◆ What you are asked to do ◆
According to the text on the spade-toothed whale, where and in what year were the bones of the third whale found?

◆ Text section ◆
Meet the spade-toothed whale. It is the rarest whale in the world. People have found only seven of its kind—ever. And all of those were dead. What do we know about this kind of whale? Almost nothing!
But this week, scientists and cultural experts in New Zealand cluster around a dead spade-toothed whale. They hope to decode decades of mystery.
The creature washed up on a New Zealand beach in July. “I can’t tell you how extraordinary it is,” says Anton van Helden. He’s a marine science advisor for New Zealand’s conservation agency. He even gave the spade-toothed whale its name!
People have never seen a spade-toothed whale alive at sea. (At least, no one has ever recorded a sighting.)
Things scientists don’t know about spade-toothed whales:
- where in the ocean they live
- why they’ve never been spotted in the wild
- what their brains look like
- how they process their food
- how this one died
The dead whale stretches 16 feet long. It’s male.
“There may be parasites completely new to science that just live in this whale,” says Mr. van Helden. He’s excited to find out how it made noise and what it ate. “Who knows what we’ll discover?”
A scientist found the first spade-toothed whale bones in 1872 on New Zealand’s Pitt Island. People made another discovery at an island in the 1950s. The bones of a third whale were found on Chile’s Robinson Crusoe Island in 1986. In 2002, scientists used DNA to prove all three were the same species.
Mr. van Helden’s whale lies surrounded by white-aproned scientists. They measure. They photograph. Then they carefully cut the whale open to learn about its insides.
Joy Reidenberg is one of these scientists. “What we are interested in is not only how these animals died, but how they lived,” she says.

◆ Listed entries ◆
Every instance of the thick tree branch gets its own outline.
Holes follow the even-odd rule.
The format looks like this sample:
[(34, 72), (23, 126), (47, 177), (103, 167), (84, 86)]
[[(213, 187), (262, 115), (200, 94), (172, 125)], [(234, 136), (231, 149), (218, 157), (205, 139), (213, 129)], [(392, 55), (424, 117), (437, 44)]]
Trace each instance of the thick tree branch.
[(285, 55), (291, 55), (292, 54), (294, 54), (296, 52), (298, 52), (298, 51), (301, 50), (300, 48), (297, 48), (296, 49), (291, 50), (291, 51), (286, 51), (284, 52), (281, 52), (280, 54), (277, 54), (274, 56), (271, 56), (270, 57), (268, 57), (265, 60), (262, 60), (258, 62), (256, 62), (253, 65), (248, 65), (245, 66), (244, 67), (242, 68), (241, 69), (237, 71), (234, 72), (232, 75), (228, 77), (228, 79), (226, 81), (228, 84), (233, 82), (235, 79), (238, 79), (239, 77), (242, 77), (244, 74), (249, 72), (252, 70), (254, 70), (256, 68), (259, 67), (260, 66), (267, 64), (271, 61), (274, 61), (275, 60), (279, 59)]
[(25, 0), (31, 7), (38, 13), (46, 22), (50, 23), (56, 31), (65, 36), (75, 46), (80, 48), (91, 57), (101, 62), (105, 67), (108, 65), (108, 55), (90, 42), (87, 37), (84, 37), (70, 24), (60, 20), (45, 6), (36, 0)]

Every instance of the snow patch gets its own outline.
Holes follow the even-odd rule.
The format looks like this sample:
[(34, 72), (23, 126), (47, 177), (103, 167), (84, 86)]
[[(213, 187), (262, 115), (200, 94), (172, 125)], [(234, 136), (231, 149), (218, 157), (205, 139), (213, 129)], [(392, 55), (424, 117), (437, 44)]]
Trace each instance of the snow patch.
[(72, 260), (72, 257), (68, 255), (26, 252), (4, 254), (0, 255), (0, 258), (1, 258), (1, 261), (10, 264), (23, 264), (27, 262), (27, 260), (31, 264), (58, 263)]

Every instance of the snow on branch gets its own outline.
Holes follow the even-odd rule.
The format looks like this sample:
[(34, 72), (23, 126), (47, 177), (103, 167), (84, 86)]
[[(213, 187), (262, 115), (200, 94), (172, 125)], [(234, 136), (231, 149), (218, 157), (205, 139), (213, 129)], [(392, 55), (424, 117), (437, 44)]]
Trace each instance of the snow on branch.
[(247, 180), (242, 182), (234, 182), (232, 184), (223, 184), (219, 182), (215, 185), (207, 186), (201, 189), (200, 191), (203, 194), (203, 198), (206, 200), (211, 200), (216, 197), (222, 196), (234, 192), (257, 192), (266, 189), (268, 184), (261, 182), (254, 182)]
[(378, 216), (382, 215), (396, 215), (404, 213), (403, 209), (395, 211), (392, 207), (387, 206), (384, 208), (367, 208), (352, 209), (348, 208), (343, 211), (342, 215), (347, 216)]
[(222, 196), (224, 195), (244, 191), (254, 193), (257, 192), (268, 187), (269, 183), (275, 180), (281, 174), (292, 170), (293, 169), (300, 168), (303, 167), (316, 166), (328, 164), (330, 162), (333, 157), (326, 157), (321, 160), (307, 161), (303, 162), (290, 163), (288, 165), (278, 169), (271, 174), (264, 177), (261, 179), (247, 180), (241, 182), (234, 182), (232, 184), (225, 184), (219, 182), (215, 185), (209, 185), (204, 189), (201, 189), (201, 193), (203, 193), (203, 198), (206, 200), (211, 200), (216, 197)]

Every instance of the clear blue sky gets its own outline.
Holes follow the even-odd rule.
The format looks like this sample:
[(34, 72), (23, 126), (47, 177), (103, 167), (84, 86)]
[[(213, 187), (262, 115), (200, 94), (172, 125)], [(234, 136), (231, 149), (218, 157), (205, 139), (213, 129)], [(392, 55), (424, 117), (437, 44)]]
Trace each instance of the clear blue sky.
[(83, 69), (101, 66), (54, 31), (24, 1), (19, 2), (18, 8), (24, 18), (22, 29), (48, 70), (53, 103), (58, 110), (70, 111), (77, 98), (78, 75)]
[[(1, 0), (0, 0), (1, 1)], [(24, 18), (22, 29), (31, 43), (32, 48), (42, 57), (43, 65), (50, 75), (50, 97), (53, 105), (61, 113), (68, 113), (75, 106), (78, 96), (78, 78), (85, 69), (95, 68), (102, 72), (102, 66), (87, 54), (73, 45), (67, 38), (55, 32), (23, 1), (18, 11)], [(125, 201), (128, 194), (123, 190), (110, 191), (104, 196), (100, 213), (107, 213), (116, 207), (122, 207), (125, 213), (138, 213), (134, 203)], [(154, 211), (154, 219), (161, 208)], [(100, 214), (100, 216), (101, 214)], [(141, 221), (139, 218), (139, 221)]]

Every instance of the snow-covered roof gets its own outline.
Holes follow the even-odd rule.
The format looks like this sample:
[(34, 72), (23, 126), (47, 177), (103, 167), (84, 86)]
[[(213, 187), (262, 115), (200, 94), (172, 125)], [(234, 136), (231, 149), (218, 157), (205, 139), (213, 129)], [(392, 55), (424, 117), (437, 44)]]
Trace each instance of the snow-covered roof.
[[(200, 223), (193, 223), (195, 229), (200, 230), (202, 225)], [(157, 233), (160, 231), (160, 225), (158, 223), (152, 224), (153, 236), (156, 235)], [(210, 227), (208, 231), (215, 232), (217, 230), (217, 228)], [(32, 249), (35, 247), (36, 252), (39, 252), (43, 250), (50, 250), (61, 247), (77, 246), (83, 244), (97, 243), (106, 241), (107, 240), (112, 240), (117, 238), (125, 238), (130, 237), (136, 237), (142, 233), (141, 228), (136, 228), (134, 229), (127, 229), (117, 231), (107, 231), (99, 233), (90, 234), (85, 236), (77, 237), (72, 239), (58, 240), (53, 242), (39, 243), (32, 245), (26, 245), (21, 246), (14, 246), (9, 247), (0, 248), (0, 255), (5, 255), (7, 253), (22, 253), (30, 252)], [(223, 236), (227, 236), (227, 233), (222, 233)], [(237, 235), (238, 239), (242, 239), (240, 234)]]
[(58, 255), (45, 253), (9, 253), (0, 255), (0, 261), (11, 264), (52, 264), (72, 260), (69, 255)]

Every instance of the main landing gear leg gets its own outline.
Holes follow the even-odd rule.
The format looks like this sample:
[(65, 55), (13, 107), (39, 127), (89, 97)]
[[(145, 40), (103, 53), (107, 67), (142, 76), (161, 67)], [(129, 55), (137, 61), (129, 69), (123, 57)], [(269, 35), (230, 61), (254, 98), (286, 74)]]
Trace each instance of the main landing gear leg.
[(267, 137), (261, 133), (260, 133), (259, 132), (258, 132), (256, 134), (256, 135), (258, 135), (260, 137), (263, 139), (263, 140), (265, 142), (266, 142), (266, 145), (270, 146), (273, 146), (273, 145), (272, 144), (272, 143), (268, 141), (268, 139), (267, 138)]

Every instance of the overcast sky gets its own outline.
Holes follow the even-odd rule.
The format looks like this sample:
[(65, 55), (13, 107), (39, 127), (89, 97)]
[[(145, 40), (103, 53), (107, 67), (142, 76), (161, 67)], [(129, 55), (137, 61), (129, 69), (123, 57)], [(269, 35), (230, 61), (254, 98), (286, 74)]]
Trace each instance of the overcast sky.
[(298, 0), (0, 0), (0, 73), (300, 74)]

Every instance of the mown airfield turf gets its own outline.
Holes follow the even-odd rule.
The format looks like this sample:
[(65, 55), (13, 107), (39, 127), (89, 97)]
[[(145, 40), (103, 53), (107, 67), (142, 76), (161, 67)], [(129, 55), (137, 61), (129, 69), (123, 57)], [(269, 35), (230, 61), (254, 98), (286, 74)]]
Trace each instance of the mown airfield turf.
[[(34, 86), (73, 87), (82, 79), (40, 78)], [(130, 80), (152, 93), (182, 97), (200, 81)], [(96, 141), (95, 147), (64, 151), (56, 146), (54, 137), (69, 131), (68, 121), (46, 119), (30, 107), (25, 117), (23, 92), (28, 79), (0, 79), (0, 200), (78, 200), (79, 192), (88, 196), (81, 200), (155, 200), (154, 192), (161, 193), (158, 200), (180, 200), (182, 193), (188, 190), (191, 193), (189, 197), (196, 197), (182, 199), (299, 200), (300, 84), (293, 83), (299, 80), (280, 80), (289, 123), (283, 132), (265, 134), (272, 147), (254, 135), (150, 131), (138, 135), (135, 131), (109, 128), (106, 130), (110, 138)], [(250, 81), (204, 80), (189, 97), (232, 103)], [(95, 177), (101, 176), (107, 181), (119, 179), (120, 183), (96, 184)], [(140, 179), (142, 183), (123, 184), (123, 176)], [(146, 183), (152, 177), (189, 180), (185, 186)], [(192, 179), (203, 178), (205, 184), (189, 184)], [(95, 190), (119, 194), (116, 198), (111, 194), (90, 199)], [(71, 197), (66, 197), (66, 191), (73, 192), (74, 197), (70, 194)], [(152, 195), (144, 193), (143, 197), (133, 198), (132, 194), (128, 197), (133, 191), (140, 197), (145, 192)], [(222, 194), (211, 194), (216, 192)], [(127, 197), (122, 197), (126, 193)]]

◆ Written reply ◆
On Chile's Robinson Crusoe Island, in 1986.